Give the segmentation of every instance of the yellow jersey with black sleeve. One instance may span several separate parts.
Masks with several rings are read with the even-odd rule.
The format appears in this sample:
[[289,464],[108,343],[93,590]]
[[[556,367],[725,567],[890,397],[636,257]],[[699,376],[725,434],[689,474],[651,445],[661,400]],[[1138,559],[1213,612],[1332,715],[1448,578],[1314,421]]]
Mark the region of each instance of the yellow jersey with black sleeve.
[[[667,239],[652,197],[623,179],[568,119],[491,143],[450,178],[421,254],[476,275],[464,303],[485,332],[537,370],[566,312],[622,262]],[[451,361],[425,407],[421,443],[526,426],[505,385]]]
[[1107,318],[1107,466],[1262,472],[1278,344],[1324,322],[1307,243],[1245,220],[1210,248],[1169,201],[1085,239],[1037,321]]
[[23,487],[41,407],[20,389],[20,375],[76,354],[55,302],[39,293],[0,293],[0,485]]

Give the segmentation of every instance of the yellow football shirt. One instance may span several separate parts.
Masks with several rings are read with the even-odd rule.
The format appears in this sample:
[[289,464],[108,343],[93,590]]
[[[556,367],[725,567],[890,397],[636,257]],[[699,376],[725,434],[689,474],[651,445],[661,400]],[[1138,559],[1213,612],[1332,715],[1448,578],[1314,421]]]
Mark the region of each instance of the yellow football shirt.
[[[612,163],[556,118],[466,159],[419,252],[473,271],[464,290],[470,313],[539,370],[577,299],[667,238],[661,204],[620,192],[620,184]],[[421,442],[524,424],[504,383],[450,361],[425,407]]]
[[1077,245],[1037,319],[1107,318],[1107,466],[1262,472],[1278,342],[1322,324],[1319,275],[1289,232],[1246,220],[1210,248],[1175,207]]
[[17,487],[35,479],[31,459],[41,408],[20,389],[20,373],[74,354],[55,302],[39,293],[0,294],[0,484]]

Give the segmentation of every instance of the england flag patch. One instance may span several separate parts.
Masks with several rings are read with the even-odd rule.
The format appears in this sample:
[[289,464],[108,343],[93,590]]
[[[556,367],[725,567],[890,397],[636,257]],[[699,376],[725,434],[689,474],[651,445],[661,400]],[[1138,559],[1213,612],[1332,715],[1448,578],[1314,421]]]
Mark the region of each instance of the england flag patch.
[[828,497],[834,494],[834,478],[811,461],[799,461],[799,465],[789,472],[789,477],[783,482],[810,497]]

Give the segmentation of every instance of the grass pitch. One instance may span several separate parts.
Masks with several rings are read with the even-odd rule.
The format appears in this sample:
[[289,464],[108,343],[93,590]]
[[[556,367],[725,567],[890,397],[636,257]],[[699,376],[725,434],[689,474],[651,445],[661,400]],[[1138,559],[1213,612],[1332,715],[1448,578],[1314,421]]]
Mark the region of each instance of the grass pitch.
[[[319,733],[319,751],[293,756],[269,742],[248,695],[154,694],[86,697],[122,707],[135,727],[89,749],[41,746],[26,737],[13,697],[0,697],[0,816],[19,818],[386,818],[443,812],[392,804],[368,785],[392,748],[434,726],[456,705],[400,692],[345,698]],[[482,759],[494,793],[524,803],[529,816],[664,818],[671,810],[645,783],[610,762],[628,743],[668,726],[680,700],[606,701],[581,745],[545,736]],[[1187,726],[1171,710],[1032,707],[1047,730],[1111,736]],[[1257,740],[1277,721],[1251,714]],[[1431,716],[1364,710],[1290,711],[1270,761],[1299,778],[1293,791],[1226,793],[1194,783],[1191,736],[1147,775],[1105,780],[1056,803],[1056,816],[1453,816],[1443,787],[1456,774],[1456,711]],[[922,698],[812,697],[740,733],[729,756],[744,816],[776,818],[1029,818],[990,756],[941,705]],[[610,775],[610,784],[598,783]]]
----
Rewrite all of the rows above, replacing every "segmentation" with "outline" and changing nothing else.

Give the outline of every instance of the yellow jersey with black sleeve. One instance may span several separate parts.
Masks with several rings are read with the even-odd rule.
The format appears in this sample:
[[289,464],[108,343],[93,590]]
[[[556,367],[725,567],[890,397],[636,257]],[[699,376],[725,434],[689,474],[651,445],[661,400]],[[1138,559],[1213,612],[1332,715],[1448,578],[1314,421]]]
Mark the region of each instance of the yellow jersey with black sleeve.
[[[667,239],[652,197],[623,179],[568,119],[491,143],[450,178],[421,254],[476,275],[464,303],[485,332],[537,370],[566,312],[622,262]],[[451,361],[425,407],[421,443],[526,426],[505,385]]]
[[1107,318],[1107,466],[1262,472],[1278,344],[1324,322],[1307,243],[1245,220],[1210,248],[1169,201],[1085,239],[1037,321]]
[[23,487],[41,407],[20,389],[20,375],[76,354],[55,302],[39,293],[0,293],[0,485]]

Give the outline of every instance of the yellow football shirt. One instance may span several separate parts.
Masks with several rings are read with the even-odd rule.
The format appears in this sample:
[[289,464],[108,343],[93,590]]
[[[556,367],[725,567],[890,397],[636,257]],[[699,376],[725,434],[689,474],[651,445],[661,400]],[[1138,559],[1213,612],[1332,715],[1448,578],[1314,421]]]
Mark the region of each instance of the yellow football shirt.
[[[612,163],[556,118],[466,159],[419,252],[473,271],[464,290],[470,313],[539,370],[577,299],[667,238],[661,204],[620,192],[620,184]],[[421,442],[524,424],[504,383],[450,361],[425,407]]]
[[1077,245],[1037,319],[1107,318],[1107,466],[1262,472],[1278,342],[1322,324],[1319,275],[1289,232],[1246,220],[1210,248],[1175,207]]
[[17,487],[35,479],[31,459],[41,408],[20,389],[20,373],[74,354],[55,302],[39,293],[0,294],[0,484]]

Give the outline of every instance of the england flag patch. One instance may span several separate parts.
Masks with several rings are read with the even-odd rule.
The format appears in this sample:
[[289,464],[108,343],[93,590]]
[[[556,367],[725,567],[890,397],[636,257]],[[699,376],[725,434],[689,474],[651,445],[661,400]],[[1138,559],[1213,612],[1332,715],[1448,578],[1314,421]]]
Mark the region of each instance of the england flag patch.
[[828,497],[834,494],[834,478],[811,461],[799,461],[799,465],[789,472],[789,477],[783,482],[810,497]]

Give the outline of every instance of the grass pitch. One instance may span several separate parts.
Masks with several rings are read with the even-odd rule.
The format appears in this sample:
[[289,464],[108,343],[93,590]]
[[[556,367],[725,567],[890,397],[636,257]],[[699,376],[725,434],[689,474],[651,445],[661,400]],[[1138,559],[1213,612],[1332,715],[1448,578],[1314,421]]]
Mark the region of each instance of the grass pitch.
[[[319,733],[319,751],[293,756],[269,742],[248,695],[154,694],[86,697],[122,707],[135,727],[89,749],[41,746],[26,737],[13,697],[0,697],[0,816],[19,818],[386,818],[443,812],[392,804],[368,785],[392,748],[434,726],[456,705],[400,692],[345,698]],[[482,759],[494,793],[524,803],[529,816],[664,818],[671,810],[645,783],[610,762],[628,743],[668,726],[680,700],[606,701],[581,745],[545,736]],[[1187,726],[1171,710],[1032,707],[1047,730],[1111,736]],[[1257,740],[1277,721],[1251,714]],[[1431,716],[1364,710],[1290,711],[1270,761],[1299,778],[1293,791],[1226,793],[1194,783],[1191,736],[1147,775],[1105,780],[1056,803],[1056,816],[1453,816],[1443,787],[1456,774],[1456,711]],[[922,698],[812,697],[740,733],[729,756],[744,816],[776,818],[1029,818],[990,756],[941,705]],[[610,775],[610,784],[598,783]]]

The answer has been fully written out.